* _EXERCISE AIM_
Copy out, word for word, the lines beginning with the one that contains "Each <instance> block" and continuing through the one that contains "258L45 16L0 5V289L31", both of those included.

* _RECORD EXCERPTS_
------------------------------------

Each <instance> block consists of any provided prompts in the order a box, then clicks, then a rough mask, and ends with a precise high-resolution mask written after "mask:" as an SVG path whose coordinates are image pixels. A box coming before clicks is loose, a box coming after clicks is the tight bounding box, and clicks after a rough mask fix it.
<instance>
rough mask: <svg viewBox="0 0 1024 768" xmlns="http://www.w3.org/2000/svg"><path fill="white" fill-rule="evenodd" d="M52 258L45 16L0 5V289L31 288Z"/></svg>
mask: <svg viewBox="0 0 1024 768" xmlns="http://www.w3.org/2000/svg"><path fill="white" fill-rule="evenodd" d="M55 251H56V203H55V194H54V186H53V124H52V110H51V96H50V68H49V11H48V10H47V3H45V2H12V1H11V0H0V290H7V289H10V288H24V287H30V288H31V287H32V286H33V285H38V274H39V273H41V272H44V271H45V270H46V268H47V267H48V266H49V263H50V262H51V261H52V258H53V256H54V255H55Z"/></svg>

------------------------------------

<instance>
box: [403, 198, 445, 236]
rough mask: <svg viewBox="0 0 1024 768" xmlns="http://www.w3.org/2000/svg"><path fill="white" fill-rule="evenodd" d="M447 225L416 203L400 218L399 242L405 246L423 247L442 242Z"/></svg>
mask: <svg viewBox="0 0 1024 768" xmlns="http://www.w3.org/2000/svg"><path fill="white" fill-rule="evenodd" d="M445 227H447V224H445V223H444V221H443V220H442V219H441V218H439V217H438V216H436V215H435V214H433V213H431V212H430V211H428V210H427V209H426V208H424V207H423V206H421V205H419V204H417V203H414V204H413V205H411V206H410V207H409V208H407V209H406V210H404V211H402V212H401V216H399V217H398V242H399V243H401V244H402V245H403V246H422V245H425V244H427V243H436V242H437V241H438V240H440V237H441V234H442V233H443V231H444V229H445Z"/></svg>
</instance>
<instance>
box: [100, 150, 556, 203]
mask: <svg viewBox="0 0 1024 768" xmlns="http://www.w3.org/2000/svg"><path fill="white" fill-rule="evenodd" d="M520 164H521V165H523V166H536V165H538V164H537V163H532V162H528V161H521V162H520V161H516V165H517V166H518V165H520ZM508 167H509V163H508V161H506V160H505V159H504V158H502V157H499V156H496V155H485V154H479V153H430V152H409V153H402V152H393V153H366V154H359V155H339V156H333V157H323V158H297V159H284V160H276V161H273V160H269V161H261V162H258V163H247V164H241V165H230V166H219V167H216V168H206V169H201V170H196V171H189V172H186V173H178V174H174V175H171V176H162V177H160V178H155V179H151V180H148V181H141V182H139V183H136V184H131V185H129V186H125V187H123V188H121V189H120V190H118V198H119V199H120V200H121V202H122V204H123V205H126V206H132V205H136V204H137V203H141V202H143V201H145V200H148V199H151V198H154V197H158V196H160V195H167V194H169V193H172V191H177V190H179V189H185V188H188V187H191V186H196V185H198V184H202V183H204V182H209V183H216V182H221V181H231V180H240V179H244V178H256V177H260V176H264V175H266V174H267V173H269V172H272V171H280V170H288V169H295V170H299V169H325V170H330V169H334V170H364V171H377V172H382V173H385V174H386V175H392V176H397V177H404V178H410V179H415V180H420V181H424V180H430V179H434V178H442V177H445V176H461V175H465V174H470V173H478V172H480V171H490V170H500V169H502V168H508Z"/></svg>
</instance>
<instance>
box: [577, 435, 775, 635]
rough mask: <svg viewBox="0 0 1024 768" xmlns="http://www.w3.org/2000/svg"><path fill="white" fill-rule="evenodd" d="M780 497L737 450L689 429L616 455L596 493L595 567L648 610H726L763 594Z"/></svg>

------------------------------------

* _RESULT OF THE TASK_
Each <instance> block consists of any provided prompts in the order a box, then clicks, then a rough mask, and ends with a precise high-resolution mask written after "mask:" as an SVG path whose coordinates are image pixels. A box coming before clicks is loose, a box coming after clicks is the tight bounding box, and clicks after a rough mask fix it.
<instance>
rough mask: <svg viewBox="0 0 1024 768" xmlns="http://www.w3.org/2000/svg"><path fill="white" fill-rule="evenodd" d="M52 258L45 16L0 5V289L31 288Z"/></svg>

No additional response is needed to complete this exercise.